_Excerto:_
□ □ □ □

Analisemos, hoje, a problemática dos jogos online ou das apostas online, os crimes que potenciam e a capacidade ou incapacidade dos estados, através dos órgãos de investigação criminal e magistraturas, perseguirem, investigarem e identificarem os criminosos. Esta análise é ainda mais atual no seguimento de um relatório da Federbet que aponta para a existência em muitos países, incluindo Portugal, de um elevado número de resultados combinados em jogos de futebol; ou seja, pagamentos efetuados a jogadores por casas de apostas online.
Comecemos pela Federbet. É uma empresa privada, sediada na Bélgica, que representa casinos e casas de apostas online europeias e que, segundo os seus próprios estatutos, nasceu para ajudar os seus associados na prevenção de atividades ilegais, nomeadamente a manipulação de resultados dos jogos, sobretudo os desportivos, bem como o branqueamento de capitais. A Federbet monitoriza um elevado número de apostas, de vários tipos – desde corridas de cavalos a jogos de futebol – e sempre que uma determinada aposta foge dos padrões (por exemplo, quando se aposta muito num determinado jogo de futebol e em resultados estranhos, como 4-4 ou 5-4) entendem estar perante uma manipulação de resultados. A primeira ilação a retirar é que esta entidade representa os ‘donos’ do jogo.
Em Portugal
Não deixa também de ser estranho que o nosso país figure neste relatório, quase pela primeira vez e de forma tão pormenorizada, exatamente no ano em que, através do decreto-lei 66/2015, foi aprovado o regime dos jogos online. Por outro lado e ao contrário do que o relatório produzido pela Federbet afirma, não existe uma única prova de que os resultados daqueles desafios tenham sido fabricados. Existem apenas "indícios" cuja base de partida tem a ver com resultados estranhos no final do jogo e de se ter registado um elevado número de apostadores. Isto chega para se afirmar que um resultado foi manipulado? Não. O sistema é então perfeito? Também não. O risco existe e provavelmente ocorrem situações irregulares e mesmo criminosas na manipulação de resultados. Não existem ainda provas desses factos, apesar das investigações em curso.
O problema tem a ver com a investigação criminal a este tipo de ilícitos, já que os crimes e a forma como acontecem são difusos. O caminho é difícil. Nas principais casas online aposta-se em tudo. Pode-se apostar no resultado final de um jogo de futebol, nos minutos a que vai ser mostrado o cartão amarelo, qual a equipa e o jogador a receber o vermelho, quantos cantos vai a equipa sofrer, etc. Um jogador pode ser corrompido para marcar um golo na própria baliza ou para ceder um determinado número de cantos ou até para se fazer expulsar aos 20 minutos de um jogo. Mas como se distinguem as situações normais das que foram manipuladas? É difícil.

□ □ □ □

_Dados fornecidos:_
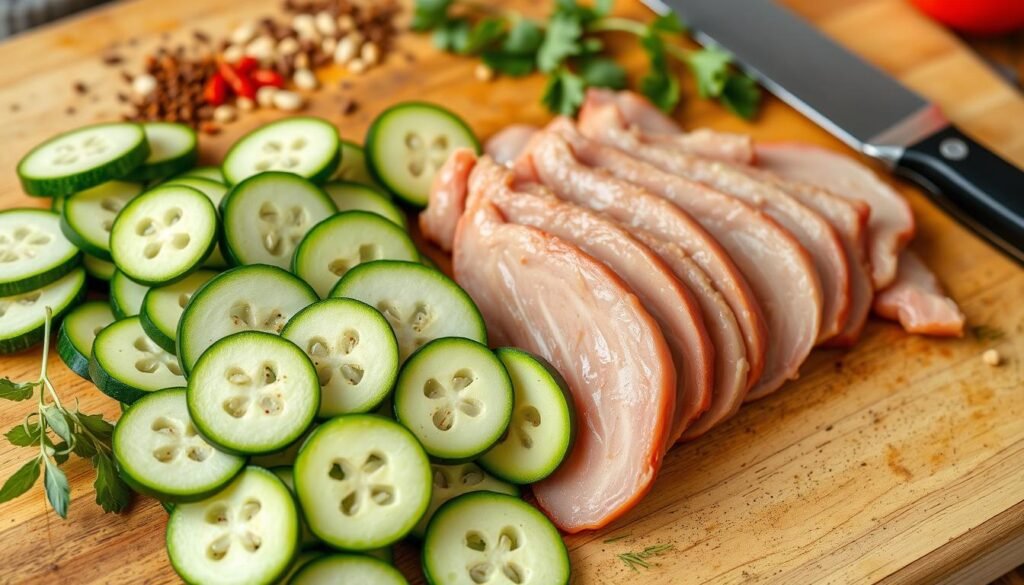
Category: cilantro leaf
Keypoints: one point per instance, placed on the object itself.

□ □ □ □

_Objetivo 1:_
Altere o trecho do texto sobre apostas online que vai de "Em Portugal" até "investigações em curso.", substituindo "indícios" por "suspeitas".
_Objetivo 2:_
Dê seguimento ao texto sobre apostas online a partir do ponto em que ele termina.

_Resposta escrita 1:_
Em Portugal
Não deixa também de ser estranho que o nosso país figure neste relatório, quase pela primeira vez e de forma tão pormenorizada, exatamente no ano em que, através do decreto-lei 66/2015, foi aprovado o regime dos jogos online. Por outro lado e ao contrário do que o relatório produzido pela Federbet afirma, não existe uma única prova de que os resultados daqueles desafios tenham sido fabricados. Existem apenas "suspeitas" cuja base de partida tem a ver com resultados estranhos no final do jogo e de se ter registado um elevado número de apostadores. Isto chega para se afirmar que um resultado foi manipulado? Não. O sistema é então perfeito? Também não. O risco existe e provavelmente ocorrem situações irregulares e mesmo criminosas na manipulação de resultados. Não existem ainda provas desses factos, apesar das investigações em curso.

_Resposta escrita 2:_
A Federbet baseia a sua ação na monitorização das apostas. Tenho dúvidas sobre o método. Não estou a ver um indivíduo corromper um jogador para marcar golos na própria baliza ou para se fazer expulsar e depois disponibilizar essa informação a terceiros por forma a que todos tenham conhecimento e apostem nesse jogo. Quem tiver essa informação, guarda-a para levar o prémio mais elevado. É por isso que os corruptos apostam em jogos das segundas ligas porque são menos vistos e merecedores de menos atenção mediática e em ligas de países alvo de menos atenção, como Chipre, Grécia, Malta, Portugal e outros, principalmente no Leste Europeu, porque os jogadores por norma têm salários mais baixos ou em atraso. É por isso que o método da Federbet é pouco credível.
Qual será o método ideal? A investigação policial pura. Conhece-se já a identificação de indivíduos que tentaram e conseguiram corromper agentes desportivos. Tem-se também uma ideia das redes envolvidas. Tudo isto foi apurado com o recurso à troca de informação entre as várias polícias.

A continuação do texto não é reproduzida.